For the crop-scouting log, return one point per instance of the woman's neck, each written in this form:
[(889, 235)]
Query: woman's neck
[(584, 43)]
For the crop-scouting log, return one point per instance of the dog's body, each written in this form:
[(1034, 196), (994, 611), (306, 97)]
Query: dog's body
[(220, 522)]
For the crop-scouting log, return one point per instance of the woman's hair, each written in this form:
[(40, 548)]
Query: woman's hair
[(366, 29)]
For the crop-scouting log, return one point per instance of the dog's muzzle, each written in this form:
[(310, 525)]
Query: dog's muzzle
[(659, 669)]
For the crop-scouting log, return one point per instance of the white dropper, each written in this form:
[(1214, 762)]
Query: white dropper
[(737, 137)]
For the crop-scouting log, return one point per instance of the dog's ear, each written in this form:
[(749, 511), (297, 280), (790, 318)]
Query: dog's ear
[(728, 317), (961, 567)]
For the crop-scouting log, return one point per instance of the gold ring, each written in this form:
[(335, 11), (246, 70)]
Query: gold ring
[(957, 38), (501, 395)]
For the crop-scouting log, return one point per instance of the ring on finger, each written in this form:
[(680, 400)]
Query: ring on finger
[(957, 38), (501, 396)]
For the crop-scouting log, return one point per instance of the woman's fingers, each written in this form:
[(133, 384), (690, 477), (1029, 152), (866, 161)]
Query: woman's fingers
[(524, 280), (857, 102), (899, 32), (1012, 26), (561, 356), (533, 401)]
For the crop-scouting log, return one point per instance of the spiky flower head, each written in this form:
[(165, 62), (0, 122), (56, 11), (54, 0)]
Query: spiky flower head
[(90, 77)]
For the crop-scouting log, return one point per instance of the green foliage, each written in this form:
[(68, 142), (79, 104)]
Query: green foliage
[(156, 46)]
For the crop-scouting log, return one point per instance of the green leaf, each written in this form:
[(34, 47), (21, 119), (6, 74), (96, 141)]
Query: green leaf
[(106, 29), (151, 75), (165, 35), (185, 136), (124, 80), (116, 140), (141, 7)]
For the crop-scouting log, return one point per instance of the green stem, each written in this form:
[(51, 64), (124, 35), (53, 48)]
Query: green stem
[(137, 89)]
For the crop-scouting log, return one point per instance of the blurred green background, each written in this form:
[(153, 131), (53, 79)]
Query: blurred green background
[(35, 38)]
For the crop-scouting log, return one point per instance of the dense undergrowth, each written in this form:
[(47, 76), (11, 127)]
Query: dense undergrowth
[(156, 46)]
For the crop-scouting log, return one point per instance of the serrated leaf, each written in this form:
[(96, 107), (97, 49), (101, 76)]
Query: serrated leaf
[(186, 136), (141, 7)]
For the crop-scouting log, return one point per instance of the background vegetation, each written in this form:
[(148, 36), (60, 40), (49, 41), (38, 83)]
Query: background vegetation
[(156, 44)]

———

Written problem
Go through the entries and repeat each one exactly.

Task output
For the crop-scouting log, return one point per instance of the woman's neck, each written in this form:
[(889, 235)]
Query: woman's neck
[(584, 43)]
For the crop-scouting log, return one point per instance of the dog's body, each written in this form:
[(1034, 196), (994, 611), (306, 97)]
Query: dog's body
[(220, 522)]
For the crop-scouting log, return one point per instance of the woman's hair, each written in this form:
[(40, 548)]
Query: woman's hair
[(366, 29)]
For the crop-scouting log, return one point per instance of the dog's muzzle, each written in this form:
[(310, 525)]
Query: dog's muzzle
[(659, 669)]
For the crop-scouting log, return one point per instance of the white dropper, each written in this form:
[(1214, 762)]
Query: white dropper
[(737, 137)]
For the crop-scouting log, return one point per instance of the dog's ear, each written in this form:
[(749, 511), (297, 280), (790, 318)]
Query: dog's ear
[(728, 317), (961, 567)]
For the crop-scouting log, return one point per instance of the gold ring, each written in this form:
[(335, 11), (246, 70)]
Query: gold ring
[(957, 38), (501, 395)]
For the crop-scouting log, return one point per instance of the ring on finger, each written in this form:
[(680, 400)]
Query: ring on finger
[(957, 38), (501, 396)]
For the crop-scouting log, return one point per instance of the woman's fingers, each written in this form:
[(133, 384), (690, 477), (1029, 152), (866, 161)]
Query: woman's fingers
[(524, 280), (857, 102), (899, 32), (1012, 26), (561, 356), (533, 401)]
For the crop-scouting log, return one point per instance of the spiky flower head, each written in this form:
[(165, 62), (0, 122), (56, 11), (54, 0)]
Query: spiky flower head
[(90, 77)]
For the crop-scouting log, return one point per instance of the green foliage, each written in this form:
[(68, 142), (79, 104)]
Query: green foliage
[(156, 46)]
For the crop-scouting log, return one point per instance of the green leaf, each written in this form:
[(34, 47), (21, 119), (6, 74), (96, 141)]
Query: green leaf
[(106, 29), (151, 75), (165, 35), (185, 136), (124, 80), (116, 140), (141, 7)]
For the crop-scouting log, return one point per instance of the green stem, each written in this form:
[(51, 64), (124, 35), (53, 48)]
Query: green stem
[(137, 89)]
For the crop-scouting log, return one point per instance of the blurred green background, each written in this form:
[(153, 131), (53, 79)]
Query: blurred green background
[(35, 38)]
For the crop-scouting log, return one point per instance of the dense undergrowth, each written in this form:
[(47, 76), (11, 127)]
Query: dense undergrowth
[(156, 46)]
For the crop-scouting log, return one point per instance of the serrated leaf, each written in this form:
[(96, 107), (97, 49), (101, 76)]
Query: serrated leaf
[(186, 136), (141, 7)]
For the crop-scouting log, return one point per instance of the background vegetation, each written in this form:
[(148, 36), (60, 40), (49, 41), (38, 83)]
Query: background vegetation
[(156, 44)]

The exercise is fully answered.